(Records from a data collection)
______

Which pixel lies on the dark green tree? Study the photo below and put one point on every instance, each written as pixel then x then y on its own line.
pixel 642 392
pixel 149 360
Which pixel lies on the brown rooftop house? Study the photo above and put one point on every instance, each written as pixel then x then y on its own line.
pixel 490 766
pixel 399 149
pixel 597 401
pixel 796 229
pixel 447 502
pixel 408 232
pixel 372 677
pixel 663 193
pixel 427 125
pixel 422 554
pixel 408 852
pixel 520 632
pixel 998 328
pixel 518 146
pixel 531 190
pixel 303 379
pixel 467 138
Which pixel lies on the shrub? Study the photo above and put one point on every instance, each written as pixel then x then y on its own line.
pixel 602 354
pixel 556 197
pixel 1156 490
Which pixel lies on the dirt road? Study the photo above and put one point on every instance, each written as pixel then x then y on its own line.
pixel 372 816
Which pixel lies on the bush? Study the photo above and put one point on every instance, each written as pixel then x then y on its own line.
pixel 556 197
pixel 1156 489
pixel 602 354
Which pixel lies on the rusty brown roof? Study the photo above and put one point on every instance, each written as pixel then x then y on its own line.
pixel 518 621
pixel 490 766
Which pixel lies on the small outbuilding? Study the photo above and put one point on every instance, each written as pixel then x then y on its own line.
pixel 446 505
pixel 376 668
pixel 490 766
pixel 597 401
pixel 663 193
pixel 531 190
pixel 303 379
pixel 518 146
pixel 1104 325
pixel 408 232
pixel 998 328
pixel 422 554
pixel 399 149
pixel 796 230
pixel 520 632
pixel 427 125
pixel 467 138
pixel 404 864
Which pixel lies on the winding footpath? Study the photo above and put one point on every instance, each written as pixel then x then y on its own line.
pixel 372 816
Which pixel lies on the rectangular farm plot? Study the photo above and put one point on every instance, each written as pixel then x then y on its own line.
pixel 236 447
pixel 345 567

______

__WHAT TO WORK ON__
Convert the records above into a JSON list of strings. Each line becomes one string, and blank lines are left out.

__TASK RESPONSE__
[
  "Which pixel lies on the dark green tree? Study the photo below and put one point on every instance, each written as pixel then x then y on its own line.",
  "pixel 642 392",
  "pixel 149 360",
  "Which pixel lies on the brown rooftop house? Study the photo above and put one point on every instance, each written as pixel then x then y on its own line.",
  "pixel 490 766",
  "pixel 399 149",
  "pixel 597 401",
  "pixel 796 229",
  "pixel 447 502",
  "pixel 408 232",
  "pixel 372 677",
  "pixel 663 193",
  "pixel 427 125",
  "pixel 422 554",
  "pixel 408 852",
  "pixel 520 632",
  "pixel 998 328",
  "pixel 518 146",
  "pixel 531 190",
  "pixel 303 379",
  "pixel 467 138",
  "Which pixel lies on the shrub? Study the photo above and put one point on every instance, each written as pixel then x then y on its own line.",
  "pixel 602 354",
  "pixel 556 197",
  "pixel 1156 490",
  "Which pixel lies on the dirt road? Study the photo above and put one point on every instance, each written as pixel then x then y on its own line.",
  "pixel 372 816",
  "Which pixel lies on the bush? Study the photo above and put one point on every instance, each written as pixel then x then y on its own line.",
  "pixel 556 197",
  "pixel 1156 489",
  "pixel 602 354",
  "Which pixel lies on the rusty brown roof? Study the photo above and put one point on every instance, each written as pixel then x then y on its own line.",
  "pixel 518 621",
  "pixel 490 766",
  "Which pixel lies on the small outbuilding? Study the photo above and put one point on every instance, each written as pixel then x then y on its own line.",
  "pixel 446 505",
  "pixel 376 668",
  "pixel 490 766",
  "pixel 597 401",
  "pixel 663 193",
  "pixel 531 190",
  "pixel 303 379",
  "pixel 518 146",
  "pixel 1104 325",
  "pixel 408 232",
  "pixel 998 328",
  "pixel 422 554",
  "pixel 399 149",
  "pixel 796 230",
  "pixel 520 632",
  "pixel 427 125",
  "pixel 467 138",
  "pixel 404 864",
  "Which pixel lies on the winding footpath? Study the photo above and put one point on every instance, each written as pixel then x then y on its own line.",
  "pixel 372 816",
  "Which pixel lies on the rectangular farm plot? Study the photo above and put one point on every instance, each written as pixel then x then y on its own line.",
  "pixel 236 447",
  "pixel 345 567"
]